* [How to complete this task]:
Type every record exactly as it appears.

* [Information]:
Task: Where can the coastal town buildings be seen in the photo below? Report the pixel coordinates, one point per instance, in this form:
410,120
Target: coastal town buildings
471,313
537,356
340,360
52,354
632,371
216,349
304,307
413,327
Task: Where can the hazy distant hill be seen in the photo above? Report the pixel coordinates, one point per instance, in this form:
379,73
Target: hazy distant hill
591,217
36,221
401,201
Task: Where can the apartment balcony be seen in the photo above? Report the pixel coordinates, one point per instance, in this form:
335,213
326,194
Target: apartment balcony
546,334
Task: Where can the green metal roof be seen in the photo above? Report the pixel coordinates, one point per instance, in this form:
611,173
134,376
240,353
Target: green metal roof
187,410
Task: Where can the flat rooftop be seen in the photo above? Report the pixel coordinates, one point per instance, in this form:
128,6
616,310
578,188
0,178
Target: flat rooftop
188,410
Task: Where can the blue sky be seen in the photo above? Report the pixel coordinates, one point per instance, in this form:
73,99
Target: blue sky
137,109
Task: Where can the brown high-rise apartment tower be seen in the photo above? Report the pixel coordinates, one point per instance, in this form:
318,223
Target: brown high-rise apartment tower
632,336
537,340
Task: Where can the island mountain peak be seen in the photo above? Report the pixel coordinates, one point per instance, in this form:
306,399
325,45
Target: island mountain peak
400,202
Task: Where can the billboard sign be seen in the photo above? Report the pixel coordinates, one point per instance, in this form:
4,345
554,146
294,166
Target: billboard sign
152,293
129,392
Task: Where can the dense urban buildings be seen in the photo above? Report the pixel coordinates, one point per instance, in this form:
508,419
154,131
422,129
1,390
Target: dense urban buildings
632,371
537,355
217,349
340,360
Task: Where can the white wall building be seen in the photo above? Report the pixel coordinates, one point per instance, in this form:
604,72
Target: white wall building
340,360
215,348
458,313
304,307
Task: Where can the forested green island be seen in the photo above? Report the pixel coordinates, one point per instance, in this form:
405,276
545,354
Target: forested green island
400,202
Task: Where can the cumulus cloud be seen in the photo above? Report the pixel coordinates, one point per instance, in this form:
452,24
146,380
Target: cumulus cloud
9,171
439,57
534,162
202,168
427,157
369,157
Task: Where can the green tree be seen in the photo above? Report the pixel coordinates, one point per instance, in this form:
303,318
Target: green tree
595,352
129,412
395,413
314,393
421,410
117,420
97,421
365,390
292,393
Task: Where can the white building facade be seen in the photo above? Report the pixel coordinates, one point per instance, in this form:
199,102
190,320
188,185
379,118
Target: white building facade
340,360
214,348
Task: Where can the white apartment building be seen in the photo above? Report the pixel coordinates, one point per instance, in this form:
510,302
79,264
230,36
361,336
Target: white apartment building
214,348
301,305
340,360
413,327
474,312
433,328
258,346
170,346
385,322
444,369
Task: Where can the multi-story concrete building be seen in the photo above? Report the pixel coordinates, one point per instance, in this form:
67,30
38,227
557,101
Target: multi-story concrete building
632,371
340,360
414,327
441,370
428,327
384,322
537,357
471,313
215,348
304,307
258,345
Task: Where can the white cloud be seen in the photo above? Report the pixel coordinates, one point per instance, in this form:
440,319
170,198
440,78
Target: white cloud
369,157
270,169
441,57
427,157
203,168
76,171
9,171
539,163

* [Answer section]:
Task: Where can the coastal town buildings be seen in the photo below? Report the pixel coordinates, one point per instance, in this form:
410,120
Target: coastal town buildings
471,313
537,356
340,360
52,354
632,371
216,349
304,307
413,327
Task: Where can the hazy distant hill be seen in the photo above? Report the pixel coordinates, one point per instance, in this form:
379,73
Target: hazy distant hill
591,217
36,221
401,201
Task: Where can the apartment balcony be seen in the photo above? Report the pixel coordinates, one point per instance, in this form:
335,213
326,194
Target: apartment balcony
546,334
Task: Where can the green metal roof be seen in the photo above? Report the pixel coordinates, one point per instance, in this form:
611,173
134,376
240,353
Target: green metal roof
187,410
Task: Where can the flat rooftop be seen in the photo above? Report the pixel coordinates, one point per instance, in this form:
128,6
616,310
578,188
0,178
Target: flat rooftop
188,410
Task: Where can the blue sky be seen in the photo above? Report the pixel coordinates, one point per instance, in this form:
73,99
Target: blue sky
137,109
Task: Where can the brown high-rise apartment tower be seen in the photo above? Report the pixel coordinates, one point per instance, in this form:
318,223
Target: brown high-rise apartment tower
632,336
537,340
Task: Where can the island mountain peak be seen in the photo above? Report the pixel coordinates, one point per instance, in this form:
306,399
325,45
Target: island mountain peak
400,202
Task: Where can the billboard sign be seen in the photo above? Report the pixel coordinates, one point per instance, in this form:
4,345
554,146
294,166
Target: billboard sign
152,293
129,392
Task: Where can the dense urban buildings be seen in the photo above? Report the pixel coordinates, one point per instance, in this form:
508,419
154,131
422,129
1,390
Target: dense urban buildings
632,371
537,355
217,349
340,360
Task: Where can the white wall building be seen in the photo above? Report the pixel coordinates, one point per instance, in this form:
604,72
Target: white wall building
340,360
215,348
458,313
304,307
Task: Where can the forested green island be seen in the photo above? Report the pixel coordinates, one point per instance, in this form:
405,276
545,354
Target: forested green island
400,202
Task: Where can the cumulus cloud be seen in the photo above? Report the pixel coordinates, one point per instance, in this form:
452,24
146,380
Target: cumulus cloud
9,171
439,57
534,162
202,168
427,157
369,157
Task: Where can the green tree be seen in the photo above? Report the pixel coordinates, one point per instance, in this form:
303,318
Target: green tree
595,352
129,412
395,413
314,393
421,410
117,420
97,421
365,390
292,393
Task: Where can the white building facade be seen in the photo above? Report the pixel coordinates, one point per instance, in this form:
199,102
190,320
188,185
379,118
Target: white building facade
340,360
214,348
Task: Where can the white apartment building be seen in the photo above? Report the pixel coordinates, one point per instance, in this form:
510,302
79,264
230,36
361,336
Target: white apartment building
214,348
301,305
340,360
413,327
474,312
433,328
258,346
170,346
385,322
444,369
Task: Where can the multi-story concrete building be seen in the photo above? Report the pixel coordinates, one point per instance, in this form:
67,30
38,227
557,101
Target: multi-story concrete building
632,371
340,360
414,327
441,370
428,327
384,322
537,357
471,313
215,348
304,307
258,345
Task: Where can the white cloud be seen in the photo above? Report the pixel coordinates, one point per instance, in this form:
440,319
170,198
440,78
Target: white cloud
369,157
270,169
441,57
427,157
203,168
76,171
9,171
539,163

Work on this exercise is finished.